▶ _What to do_
Write out the items below word for word, from the first line of the items through the line containing "pixel 292 313", including both ends.

▶ _Given entries_
########
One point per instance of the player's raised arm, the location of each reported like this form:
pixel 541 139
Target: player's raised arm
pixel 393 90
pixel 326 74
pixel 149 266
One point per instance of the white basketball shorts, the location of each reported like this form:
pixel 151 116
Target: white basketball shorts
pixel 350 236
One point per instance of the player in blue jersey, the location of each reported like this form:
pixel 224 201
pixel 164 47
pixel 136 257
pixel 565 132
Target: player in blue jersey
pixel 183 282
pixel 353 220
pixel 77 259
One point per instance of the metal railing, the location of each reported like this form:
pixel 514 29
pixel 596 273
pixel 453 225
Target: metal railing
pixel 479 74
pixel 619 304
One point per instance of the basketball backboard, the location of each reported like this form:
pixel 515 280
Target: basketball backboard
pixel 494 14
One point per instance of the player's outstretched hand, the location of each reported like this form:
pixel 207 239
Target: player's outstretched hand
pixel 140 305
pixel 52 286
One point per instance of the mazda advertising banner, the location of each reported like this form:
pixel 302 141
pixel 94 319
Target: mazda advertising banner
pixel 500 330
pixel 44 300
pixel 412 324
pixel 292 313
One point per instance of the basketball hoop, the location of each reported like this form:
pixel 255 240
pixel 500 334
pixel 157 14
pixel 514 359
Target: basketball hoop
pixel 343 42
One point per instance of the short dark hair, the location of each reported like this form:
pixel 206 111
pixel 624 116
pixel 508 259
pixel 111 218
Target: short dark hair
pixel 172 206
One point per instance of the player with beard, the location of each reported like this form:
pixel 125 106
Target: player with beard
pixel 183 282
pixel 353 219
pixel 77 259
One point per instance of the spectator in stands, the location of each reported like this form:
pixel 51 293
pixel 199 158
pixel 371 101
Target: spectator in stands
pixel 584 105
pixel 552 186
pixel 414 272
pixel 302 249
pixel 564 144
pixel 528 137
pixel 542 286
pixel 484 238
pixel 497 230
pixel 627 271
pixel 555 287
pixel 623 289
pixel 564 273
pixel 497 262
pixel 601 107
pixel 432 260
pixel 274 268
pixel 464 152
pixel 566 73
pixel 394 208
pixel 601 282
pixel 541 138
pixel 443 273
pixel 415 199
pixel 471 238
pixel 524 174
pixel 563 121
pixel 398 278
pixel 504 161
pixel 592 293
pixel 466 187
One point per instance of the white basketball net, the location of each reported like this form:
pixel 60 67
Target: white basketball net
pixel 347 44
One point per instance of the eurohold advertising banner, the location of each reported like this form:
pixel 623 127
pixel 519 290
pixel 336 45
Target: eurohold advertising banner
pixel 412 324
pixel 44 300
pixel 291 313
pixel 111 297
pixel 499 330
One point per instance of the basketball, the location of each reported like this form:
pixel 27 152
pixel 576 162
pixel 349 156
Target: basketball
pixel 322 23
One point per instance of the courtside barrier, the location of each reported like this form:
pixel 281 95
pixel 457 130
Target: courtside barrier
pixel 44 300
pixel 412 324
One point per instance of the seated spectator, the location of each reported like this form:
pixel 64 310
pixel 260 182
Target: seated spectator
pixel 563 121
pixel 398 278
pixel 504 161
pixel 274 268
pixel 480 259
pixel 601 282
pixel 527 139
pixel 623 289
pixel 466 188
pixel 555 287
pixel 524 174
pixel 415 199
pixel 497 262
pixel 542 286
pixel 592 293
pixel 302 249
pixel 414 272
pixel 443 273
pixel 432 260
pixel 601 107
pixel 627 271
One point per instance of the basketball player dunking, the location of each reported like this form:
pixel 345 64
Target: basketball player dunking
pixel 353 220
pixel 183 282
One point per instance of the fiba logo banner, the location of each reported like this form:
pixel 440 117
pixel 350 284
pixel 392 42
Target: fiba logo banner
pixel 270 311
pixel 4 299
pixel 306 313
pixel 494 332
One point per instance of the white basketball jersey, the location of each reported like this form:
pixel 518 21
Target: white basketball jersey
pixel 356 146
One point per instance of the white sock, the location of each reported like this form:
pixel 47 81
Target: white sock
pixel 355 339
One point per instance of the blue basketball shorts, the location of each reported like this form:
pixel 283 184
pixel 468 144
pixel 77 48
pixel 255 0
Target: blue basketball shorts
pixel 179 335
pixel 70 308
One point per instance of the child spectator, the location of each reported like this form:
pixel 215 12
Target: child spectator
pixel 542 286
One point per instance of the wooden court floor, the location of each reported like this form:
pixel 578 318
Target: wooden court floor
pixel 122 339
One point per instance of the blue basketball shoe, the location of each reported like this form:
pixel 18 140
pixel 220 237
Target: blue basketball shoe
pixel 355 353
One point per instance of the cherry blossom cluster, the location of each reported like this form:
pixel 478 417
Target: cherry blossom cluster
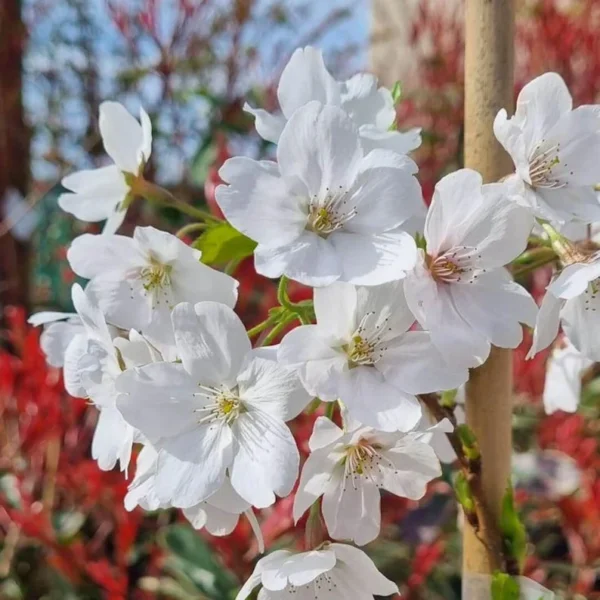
pixel 406 300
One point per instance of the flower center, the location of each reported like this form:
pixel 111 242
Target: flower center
pixel 224 405
pixel 156 276
pixel 328 214
pixel 365 347
pixel 454 265
pixel 541 165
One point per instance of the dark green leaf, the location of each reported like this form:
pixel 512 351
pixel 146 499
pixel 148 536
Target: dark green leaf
pixel 222 243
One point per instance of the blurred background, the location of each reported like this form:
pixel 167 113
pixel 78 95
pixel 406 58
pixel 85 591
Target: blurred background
pixel 192 64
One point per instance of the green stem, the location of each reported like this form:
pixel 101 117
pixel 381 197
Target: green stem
pixel 330 410
pixel 272 335
pixel 191 228
pixel 260 327
pixel 159 195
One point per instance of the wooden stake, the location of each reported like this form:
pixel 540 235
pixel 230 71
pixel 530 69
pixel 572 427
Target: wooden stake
pixel 489 26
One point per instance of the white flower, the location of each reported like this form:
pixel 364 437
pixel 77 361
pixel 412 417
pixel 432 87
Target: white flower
pixel 99 194
pixel 555 151
pixel 97 370
pixel 350 468
pixel 139 280
pixel 333 572
pixel 361 352
pixel 562 389
pixel 459 290
pixel 572 297
pixel 306 78
pixel 326 211
pixel 222 410
pixel 219 514
pixel 64 342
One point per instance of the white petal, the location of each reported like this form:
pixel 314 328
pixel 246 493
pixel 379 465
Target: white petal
pixel 122 136
pixel 581 324
pixel 366 103
pixel 92 255
pixel 158 399
pixel 412 465
pixel 374 259
pixel 363 566
pixel 541 104
pixel 352 510
pixel 307 349
pixel 325 432
pixel 76 349
pixel 306 78
pixel 310 260
pixel 211 340
pixel 414 365
pixel 374 402
pixel 97 193
pixel 271 387
pixel 385 192
pixel 562 389
pixel 401 142
pixel 320 146
pixel 457 200
pixel 267 125
pixel 266 462
pixel 259 202
pixel 48 316
pixel 548 321
pixel 335 307
pixel 146 147
pixel 191 467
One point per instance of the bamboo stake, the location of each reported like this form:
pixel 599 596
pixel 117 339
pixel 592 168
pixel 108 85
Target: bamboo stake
pixel 489 26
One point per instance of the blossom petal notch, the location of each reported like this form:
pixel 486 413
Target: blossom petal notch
pixel 573 299
pixel 362 352
pixel 327 211
pixel 332 572
pixel 460 291
pixel 554 149
pixel 101 194
pixel 305 78
pixel 220 413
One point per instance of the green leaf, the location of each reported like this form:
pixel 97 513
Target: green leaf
pixel 512 528
pixel 463 492
pixel 504 587
pixel 222 243
pixel 193 560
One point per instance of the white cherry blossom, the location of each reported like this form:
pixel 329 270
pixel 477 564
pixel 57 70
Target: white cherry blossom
pixel 555 151
pixel 362 352
pixel 219 514
pixel 327 210
pixel 305 78
pixel 139 280
pixel 100 194
pixel 332 572
pixel 97 369
pixel 459 290
pixel 63 342
pixel 573 299
pixel 349 468
pixel 222 410
pixel 562 388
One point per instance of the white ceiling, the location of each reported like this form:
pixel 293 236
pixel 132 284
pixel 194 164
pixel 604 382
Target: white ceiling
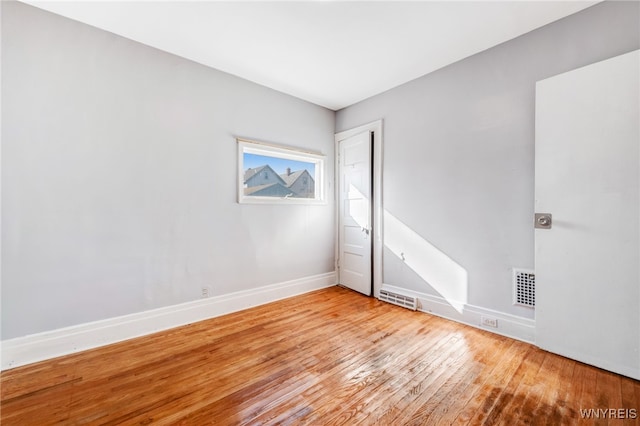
pixel 331 53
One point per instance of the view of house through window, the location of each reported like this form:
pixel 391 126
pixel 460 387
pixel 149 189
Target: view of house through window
pixel 278 173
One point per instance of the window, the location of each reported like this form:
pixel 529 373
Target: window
pixel 276 174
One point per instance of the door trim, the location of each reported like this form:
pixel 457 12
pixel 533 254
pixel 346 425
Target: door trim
pixel 376 191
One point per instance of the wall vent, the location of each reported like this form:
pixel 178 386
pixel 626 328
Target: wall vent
pixel 524 288
pixel 409 302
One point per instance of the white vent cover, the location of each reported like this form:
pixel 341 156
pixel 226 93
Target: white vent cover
pixel 524 288
pixel 399 299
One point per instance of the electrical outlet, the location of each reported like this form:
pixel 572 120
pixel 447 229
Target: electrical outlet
pixel 489 322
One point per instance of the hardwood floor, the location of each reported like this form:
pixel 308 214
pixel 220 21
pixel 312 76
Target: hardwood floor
pixel 325 358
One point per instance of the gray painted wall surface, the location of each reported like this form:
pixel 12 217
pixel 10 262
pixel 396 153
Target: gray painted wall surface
pixel 459 150
pixel 119 178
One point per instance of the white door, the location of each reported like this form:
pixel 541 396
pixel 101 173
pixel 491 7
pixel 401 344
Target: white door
pixel 354 212
pixel 588 178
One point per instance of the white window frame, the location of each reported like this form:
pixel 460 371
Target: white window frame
pixel 271 150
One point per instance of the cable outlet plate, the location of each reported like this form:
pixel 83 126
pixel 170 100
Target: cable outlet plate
pixel 489 322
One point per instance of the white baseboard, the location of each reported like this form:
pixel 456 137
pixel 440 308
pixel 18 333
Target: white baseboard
pixel 39 347
pixel 508 325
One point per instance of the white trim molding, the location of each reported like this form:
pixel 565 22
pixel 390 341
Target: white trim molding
pixel 50 344
pixel 508 325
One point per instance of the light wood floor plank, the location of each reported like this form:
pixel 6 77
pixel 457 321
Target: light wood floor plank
pixel 331 357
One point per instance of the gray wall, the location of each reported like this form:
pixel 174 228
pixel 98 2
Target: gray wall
pixel 119 178
pixel 459 151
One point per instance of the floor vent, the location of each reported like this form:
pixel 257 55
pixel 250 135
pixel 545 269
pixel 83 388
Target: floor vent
pixel 524 288
pixel 399 299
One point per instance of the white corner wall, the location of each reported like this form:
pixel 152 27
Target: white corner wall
pixel 119 179
pixel 458 159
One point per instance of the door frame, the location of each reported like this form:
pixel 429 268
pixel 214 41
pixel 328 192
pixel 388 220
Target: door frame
pixel 376 192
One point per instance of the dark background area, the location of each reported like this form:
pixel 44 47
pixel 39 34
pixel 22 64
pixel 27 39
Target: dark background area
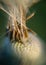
pixel 37 24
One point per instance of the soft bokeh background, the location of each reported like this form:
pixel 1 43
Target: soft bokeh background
pixel 37 23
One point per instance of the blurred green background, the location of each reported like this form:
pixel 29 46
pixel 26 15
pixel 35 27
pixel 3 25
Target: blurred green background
pixel 37 23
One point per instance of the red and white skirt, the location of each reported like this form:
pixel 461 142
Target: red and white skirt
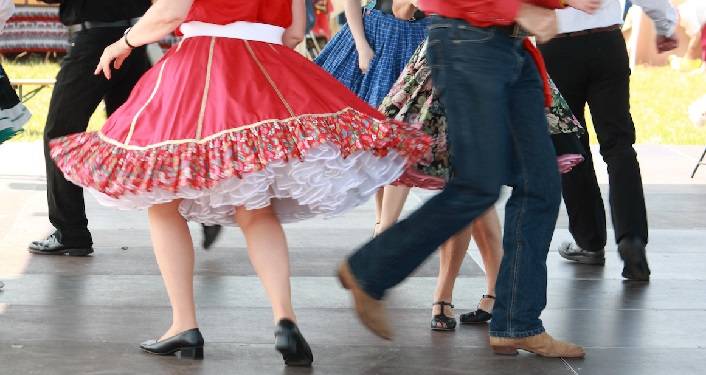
pixel 231 118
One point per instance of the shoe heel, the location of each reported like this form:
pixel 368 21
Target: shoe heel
pixel 342 280
pixel 285 345
pixel 78 252
pixel 505 350
pixel 190 353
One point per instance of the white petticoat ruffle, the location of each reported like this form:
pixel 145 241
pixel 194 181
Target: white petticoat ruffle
pixel 323 183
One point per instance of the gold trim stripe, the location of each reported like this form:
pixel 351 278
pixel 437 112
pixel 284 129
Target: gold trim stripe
pixel 204 98
pixel 269 79
pixel 133 124
pixel 113 142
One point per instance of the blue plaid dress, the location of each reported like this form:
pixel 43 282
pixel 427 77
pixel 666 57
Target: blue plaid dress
pixel 393 40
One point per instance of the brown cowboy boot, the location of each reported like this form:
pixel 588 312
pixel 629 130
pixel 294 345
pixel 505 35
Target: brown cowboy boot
pixel 542 345
pixel 370 311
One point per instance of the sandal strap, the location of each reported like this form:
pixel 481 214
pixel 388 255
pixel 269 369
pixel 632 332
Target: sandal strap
pixel 443 305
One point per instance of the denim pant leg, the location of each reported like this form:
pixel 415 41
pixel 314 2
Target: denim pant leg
pixel 470 68
pixel 531 212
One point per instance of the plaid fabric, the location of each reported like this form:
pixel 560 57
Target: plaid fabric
pixel 393 40
pixel 34 29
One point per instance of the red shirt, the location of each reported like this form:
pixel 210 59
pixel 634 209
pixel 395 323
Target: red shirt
pixel 483 13
pixel 486 13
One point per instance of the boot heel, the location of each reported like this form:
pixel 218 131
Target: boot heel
pixel 504 350
pixel 190 353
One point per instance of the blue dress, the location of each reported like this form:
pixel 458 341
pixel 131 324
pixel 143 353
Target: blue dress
pixel 394 42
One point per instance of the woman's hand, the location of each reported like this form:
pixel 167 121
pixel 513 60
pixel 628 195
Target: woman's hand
pixel 588 6
pixel 115 54
pixel 365 56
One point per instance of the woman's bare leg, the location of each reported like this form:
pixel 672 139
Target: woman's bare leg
pixel 488 236
pixel 174 251
pixel 378 208
pixel 392 204
pixel 451 256
pixel 693 50
pixel 269 255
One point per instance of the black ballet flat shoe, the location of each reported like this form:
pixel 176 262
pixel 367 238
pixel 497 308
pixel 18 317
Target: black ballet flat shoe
pixel 292 345
pixel 479 316
pixel 188 344
pixel 441 322
pixel 210 235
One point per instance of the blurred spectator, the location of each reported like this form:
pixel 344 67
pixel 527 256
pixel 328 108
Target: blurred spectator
pixel 692 15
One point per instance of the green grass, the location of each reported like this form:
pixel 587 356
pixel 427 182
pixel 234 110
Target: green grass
pixel 660 97
pixel 659 100
pixel 39 104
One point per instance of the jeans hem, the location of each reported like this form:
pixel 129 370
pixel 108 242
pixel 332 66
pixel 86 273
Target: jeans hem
pixel 515 334
pixel 362 283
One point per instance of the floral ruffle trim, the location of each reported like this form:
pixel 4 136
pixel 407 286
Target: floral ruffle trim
pixel 94 161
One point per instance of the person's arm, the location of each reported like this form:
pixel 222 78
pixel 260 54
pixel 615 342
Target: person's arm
pixel 354 18
pixel 163 17
pixel 295 32
pixel 662 13
pixel 665 18
pixel 404 9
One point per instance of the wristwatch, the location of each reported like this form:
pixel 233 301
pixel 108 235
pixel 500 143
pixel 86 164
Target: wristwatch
pixel 125 38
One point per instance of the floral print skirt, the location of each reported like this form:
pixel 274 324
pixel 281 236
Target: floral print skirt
pixel 413 100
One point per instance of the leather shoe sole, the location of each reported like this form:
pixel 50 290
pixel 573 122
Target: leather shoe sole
pixel 568 252
pixel 70 251
pixel 370 311
pixel 542 345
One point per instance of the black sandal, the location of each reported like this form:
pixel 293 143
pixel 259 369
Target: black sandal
pixel 441 322
pixel 479 316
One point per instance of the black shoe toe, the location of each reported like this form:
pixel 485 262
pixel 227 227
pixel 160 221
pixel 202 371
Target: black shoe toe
pixel 53 246
pixel 632 251
pixel 291 344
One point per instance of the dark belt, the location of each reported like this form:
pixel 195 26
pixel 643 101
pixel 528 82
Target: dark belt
pixel 513 31
pixel 385 6
pixel 589 31
pixel 88 25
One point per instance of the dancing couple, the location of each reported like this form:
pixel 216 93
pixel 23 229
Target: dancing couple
pixel 191 144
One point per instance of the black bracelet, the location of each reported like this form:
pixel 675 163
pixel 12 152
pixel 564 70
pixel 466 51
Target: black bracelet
pixel 125 38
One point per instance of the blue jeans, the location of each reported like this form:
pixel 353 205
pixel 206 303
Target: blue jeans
pixel 497 132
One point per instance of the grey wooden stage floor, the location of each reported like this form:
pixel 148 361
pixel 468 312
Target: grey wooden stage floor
pixel 62 315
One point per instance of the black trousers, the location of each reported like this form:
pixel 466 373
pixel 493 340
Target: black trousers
pixel 594 69
pixel 75 97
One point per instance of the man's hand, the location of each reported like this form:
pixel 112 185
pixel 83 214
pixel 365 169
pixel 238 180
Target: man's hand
pixel 588 6
pixel 541 22
pixel 666 43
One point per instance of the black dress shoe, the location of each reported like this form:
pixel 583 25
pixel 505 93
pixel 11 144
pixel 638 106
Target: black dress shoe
pixel 53 246
pixel 479 316
pixel 571 251
pixel 632 251
pixel 441 322
pixel 290 342
pixel 188 344
pixel 210 235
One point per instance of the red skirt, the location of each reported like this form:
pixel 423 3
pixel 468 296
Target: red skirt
pixel 222 123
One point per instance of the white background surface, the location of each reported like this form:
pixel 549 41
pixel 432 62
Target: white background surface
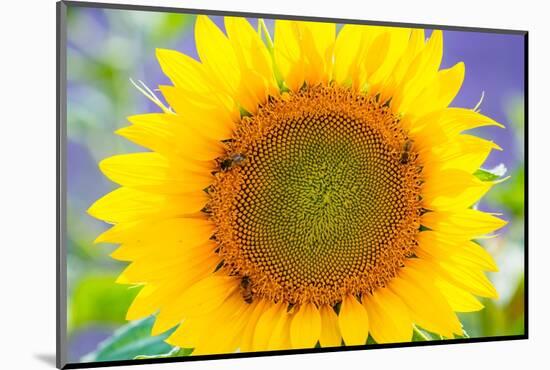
pixel 27 183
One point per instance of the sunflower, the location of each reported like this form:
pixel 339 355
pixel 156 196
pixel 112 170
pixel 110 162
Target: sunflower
pixel 309 190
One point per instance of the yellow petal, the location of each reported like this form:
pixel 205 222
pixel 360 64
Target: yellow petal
pixel 469 223
pixel 453 189
pixel 303 51
pixel 472 254
pixel 389 317
pixel 130 205
pixel 216 54
pixel 257 76
pixel 469 278
pixel 207 115
pixel 269 328
pixel 204 296
pixel 397 44
pixel 168 134
pixel 280 334
pixel 437 94
pixel 155 173
pixel 353 322
pixel 259 307
pixel 305 328
pixel 421 72
pixel 459 299
pixel 330 331
pixel 184 71
pixel 428 307
pixel 224 330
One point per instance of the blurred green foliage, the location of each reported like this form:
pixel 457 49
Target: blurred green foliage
pixel 130 341
pixel 98 300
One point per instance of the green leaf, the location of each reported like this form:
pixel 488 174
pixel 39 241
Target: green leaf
pixel 130 341
pixel 175 352
pixel 492 174
pixel 420 335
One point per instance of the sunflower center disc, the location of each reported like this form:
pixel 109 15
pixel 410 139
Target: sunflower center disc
pixel 319 197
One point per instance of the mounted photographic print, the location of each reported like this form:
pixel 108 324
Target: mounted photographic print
pixel 235 184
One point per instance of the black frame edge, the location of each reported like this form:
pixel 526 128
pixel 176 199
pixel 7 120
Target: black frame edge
pixel 153 8
pixel 61 124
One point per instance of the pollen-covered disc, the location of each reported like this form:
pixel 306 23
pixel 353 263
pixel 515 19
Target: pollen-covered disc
pixel 322 200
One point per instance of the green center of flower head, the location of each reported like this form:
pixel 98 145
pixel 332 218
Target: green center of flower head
pixel 317 198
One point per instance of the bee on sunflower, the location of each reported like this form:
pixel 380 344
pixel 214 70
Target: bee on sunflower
pixel 313 189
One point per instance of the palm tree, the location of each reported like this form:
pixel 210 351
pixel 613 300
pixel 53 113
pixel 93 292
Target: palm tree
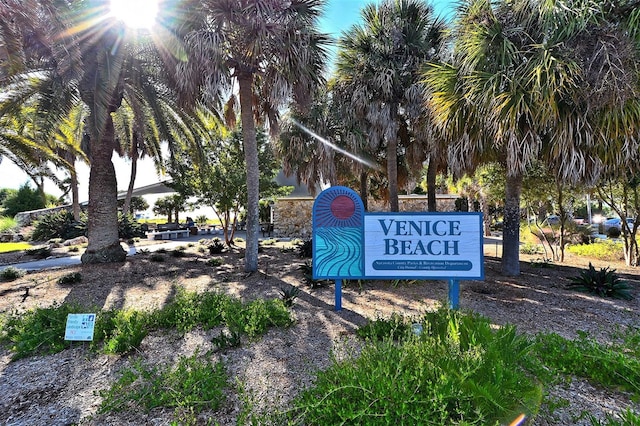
pixel 520 87
pixel 30 140
pixel 379 65
pixel 273 53
pixel 71 51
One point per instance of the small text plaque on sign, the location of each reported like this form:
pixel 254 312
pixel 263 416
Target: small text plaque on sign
pixel 80 327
########
▶ _Problem solution_
One point per instance of the player's raised arm, the location of each reported like this form:
pixel 541 139
Target: player's raised arm
pixel 393 90
pixel 326 74
pixel 149 266
One point per instance of the white basketball shorts, the location of each reported like this form:
pixel 151 116
Target: white basketball shorts
pixel 350 236
One point per instance of the player in blue jersey, the location of each reported like this form:
pixel 224 201
pixel 164 47
pixel 136 257
pixel 565 132
Target: player in blue jersey
pixel 183 282
pixel 353 220
pixel 77 259
One point per instance of the metal railing, the location of each reported like this form:
pixel 514 29
pixel 596 273
pixel 453 225
Target: metal railing
pixel 479 74
pixel 619 304
One point per instance of the basketball backboard, the location of each reported like this form:
pixel 515 280
Target: basketball backboard
pixel 494 14
One point per instance of the player's outstretched hand, the location of each reported like this form:
pixel 207 239
Target: player's outstretched hand
pixel 140 305
pixel 52 286
One point per instance of the mazda advertising banner, the location of each reported like this form:
pixel 302 141
pixel 94 319
Target: mazda advertising banner
pixel 500 330
pixel 44 300
pixel 412 324
pixel 292 313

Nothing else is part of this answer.